■ Yang Harus Dikerjakan
1. Menurut berita tentang seratus hari kepemimpinan Lis–Raja, kapan pasangan itu dilantik?
2. Tulis ulang bagian berita tentang seratus hari kepemimpinan Lis–Raja mulai dari "TANJUNGPINANG (BP) –" sampai "kinerja yang terukur.", dengan menukar "transparansi data" menjadi "keterbukaan data".

■ Kutipan Pilihan
-----

Buka konten ini

TANJUNGPINANG (BP) – Lebih dari seratus hari sudah Lis Darmansyah dan Raja Ariza menakhodai Pemerintah Kota (Pemko) Tanjungpinang. Sejak dilantik 20 Februari lalu, pasangan Wali Kota dan Wakil Wali Kota ini menggulirkan sejumlah kebijakan publik yang menyasar disiplin aparatur sipil negara (ASN), percepatan perizinan, hingga digitalisasi layanan publik.
Namun, tak semua program berjalan tanpa catatan. Pengamat Kebijakan Publik Kepri, Alfiandri, menilai bahwa sejumlah kebijakan Lis–Raja belum menyentuh aspek fundamental, yakni transparansi data dan evaluasi kinerja yang terukur.

-----

■ Data Tercatat
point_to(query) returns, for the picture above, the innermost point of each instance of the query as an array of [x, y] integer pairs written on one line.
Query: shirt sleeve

-----

■ Jawaban Tiap Tugas
1. 20 Februari.

2.
TANJUNGPINANG (BP) – Lebih dari seratus hari sudah Lis Darmansyah dan Raja Ariza menakhodai Pemerintah Kota (Pemko) Tanjungpinang. Sejak dilantik 20 Februari lalu, pasangan Wali Kota dan Wakil Wali Kota ini menggulirkan sejumlah kebijakan publik yang menyasar disiplin aparatur sipil negara (ASN), percepatan perizinan, hingga digitalisasi layanan publik.
Namun, tak semua program berjalan tanpa catatan. Pengamat Kebijakan Publik Kepri, Alfiandri, menilai bahwa sejumlah kebijakan Lis–Raja belum menyentuh aspek fundamental, yakni keterbukaan data dan evaluasi kinerja yang terukur.